Task brief: Tally the lines in the listing below that contain the string "pale", with case counting, and reply with that number alone.

Data excerpts:
+--

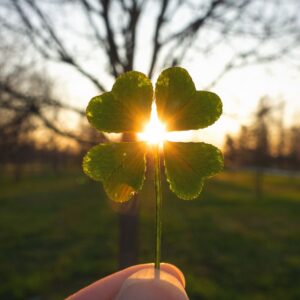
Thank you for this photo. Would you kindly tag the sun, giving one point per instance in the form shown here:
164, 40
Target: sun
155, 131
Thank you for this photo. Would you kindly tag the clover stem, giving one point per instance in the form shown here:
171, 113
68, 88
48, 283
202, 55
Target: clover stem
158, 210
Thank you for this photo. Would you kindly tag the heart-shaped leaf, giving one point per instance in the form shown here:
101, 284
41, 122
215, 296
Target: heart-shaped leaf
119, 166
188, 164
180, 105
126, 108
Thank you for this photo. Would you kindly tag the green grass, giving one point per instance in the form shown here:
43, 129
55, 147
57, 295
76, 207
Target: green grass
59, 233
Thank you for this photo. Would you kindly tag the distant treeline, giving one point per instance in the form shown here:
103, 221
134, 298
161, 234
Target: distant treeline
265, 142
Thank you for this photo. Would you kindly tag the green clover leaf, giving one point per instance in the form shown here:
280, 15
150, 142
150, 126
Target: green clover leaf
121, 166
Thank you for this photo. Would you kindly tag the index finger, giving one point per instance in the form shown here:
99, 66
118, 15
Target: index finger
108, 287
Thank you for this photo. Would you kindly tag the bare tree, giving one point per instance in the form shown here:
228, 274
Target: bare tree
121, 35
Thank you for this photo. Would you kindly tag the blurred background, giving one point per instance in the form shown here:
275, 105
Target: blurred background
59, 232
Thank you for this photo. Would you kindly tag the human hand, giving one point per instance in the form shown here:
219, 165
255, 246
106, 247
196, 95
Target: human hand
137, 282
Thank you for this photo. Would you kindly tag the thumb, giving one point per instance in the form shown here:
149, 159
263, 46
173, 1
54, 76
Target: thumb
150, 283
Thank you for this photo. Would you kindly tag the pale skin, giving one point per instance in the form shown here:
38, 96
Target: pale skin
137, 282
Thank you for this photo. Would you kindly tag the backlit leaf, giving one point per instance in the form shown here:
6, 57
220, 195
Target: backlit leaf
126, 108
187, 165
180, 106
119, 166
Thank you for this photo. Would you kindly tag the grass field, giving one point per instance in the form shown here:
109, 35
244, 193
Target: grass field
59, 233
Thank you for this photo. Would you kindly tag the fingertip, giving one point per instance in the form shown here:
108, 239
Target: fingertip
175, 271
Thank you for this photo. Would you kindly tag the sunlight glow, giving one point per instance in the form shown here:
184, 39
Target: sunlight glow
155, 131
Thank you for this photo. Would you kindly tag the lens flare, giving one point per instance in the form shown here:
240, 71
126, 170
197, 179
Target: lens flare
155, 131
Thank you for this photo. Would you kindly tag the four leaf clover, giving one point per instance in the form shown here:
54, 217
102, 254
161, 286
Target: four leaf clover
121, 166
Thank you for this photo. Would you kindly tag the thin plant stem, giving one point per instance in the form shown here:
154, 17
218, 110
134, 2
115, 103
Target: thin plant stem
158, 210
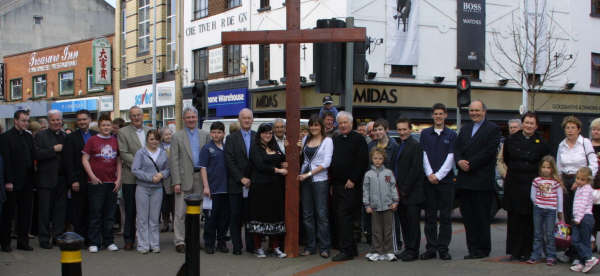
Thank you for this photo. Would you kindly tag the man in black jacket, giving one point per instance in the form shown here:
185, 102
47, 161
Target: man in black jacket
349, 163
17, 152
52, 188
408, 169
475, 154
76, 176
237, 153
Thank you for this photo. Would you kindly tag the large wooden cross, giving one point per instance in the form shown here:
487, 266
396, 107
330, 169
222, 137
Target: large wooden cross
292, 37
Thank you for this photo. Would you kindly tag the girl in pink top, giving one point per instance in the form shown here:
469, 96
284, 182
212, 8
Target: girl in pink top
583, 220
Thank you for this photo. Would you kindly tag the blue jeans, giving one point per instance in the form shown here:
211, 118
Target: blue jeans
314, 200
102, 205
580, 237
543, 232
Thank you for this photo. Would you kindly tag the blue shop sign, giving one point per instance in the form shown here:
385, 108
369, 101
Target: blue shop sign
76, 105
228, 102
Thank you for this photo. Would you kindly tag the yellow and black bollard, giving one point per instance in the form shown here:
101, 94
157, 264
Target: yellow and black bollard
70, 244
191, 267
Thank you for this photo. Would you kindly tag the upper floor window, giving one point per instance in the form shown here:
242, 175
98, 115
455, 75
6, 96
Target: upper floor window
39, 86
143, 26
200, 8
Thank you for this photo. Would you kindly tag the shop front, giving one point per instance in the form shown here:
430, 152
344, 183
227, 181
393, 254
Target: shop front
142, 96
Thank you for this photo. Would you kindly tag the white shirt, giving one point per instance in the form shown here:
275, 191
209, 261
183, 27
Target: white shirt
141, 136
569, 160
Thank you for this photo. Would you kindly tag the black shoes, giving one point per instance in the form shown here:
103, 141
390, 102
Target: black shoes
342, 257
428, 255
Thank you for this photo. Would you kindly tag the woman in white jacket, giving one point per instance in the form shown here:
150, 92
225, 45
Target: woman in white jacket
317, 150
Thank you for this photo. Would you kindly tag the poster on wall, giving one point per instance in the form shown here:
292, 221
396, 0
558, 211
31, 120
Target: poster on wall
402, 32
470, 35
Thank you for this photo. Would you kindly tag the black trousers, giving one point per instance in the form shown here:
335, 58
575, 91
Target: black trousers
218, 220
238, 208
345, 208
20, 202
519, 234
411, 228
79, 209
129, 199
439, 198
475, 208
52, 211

+--

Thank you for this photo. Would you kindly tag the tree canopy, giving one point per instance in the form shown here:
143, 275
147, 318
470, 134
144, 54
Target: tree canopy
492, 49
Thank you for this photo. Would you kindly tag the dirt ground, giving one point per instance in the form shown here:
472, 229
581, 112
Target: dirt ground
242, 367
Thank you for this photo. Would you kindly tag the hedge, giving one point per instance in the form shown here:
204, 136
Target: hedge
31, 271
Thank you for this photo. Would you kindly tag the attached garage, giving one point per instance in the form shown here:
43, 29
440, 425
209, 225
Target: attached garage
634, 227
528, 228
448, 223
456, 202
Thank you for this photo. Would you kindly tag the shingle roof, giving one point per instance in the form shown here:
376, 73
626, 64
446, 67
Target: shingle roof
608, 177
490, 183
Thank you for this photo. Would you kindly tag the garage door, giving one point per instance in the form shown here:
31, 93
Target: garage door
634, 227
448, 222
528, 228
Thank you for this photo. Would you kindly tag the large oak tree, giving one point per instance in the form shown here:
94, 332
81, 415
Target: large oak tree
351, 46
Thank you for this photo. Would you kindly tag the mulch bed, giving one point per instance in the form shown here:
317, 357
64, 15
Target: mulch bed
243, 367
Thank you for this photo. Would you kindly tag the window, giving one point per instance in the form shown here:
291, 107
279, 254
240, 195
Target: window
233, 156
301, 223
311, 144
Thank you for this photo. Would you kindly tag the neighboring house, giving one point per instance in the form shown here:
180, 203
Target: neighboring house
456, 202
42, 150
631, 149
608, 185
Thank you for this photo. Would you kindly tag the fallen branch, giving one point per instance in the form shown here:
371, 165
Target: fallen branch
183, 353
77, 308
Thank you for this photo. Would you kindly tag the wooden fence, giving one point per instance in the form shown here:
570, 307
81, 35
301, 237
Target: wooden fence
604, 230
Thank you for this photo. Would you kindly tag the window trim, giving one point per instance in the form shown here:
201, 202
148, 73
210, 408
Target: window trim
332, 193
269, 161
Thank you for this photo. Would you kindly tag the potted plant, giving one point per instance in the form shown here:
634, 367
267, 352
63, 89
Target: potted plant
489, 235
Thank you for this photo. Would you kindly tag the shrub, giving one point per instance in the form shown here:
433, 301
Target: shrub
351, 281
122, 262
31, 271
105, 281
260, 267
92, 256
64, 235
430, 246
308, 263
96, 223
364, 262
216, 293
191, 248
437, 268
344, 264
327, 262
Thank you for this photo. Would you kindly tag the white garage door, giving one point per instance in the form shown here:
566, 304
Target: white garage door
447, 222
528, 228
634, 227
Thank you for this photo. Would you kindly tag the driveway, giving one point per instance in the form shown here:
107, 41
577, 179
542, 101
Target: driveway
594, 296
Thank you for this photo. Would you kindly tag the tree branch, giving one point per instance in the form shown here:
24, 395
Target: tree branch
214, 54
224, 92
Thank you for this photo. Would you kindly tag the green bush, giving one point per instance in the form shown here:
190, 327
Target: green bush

+--

Task answer: 2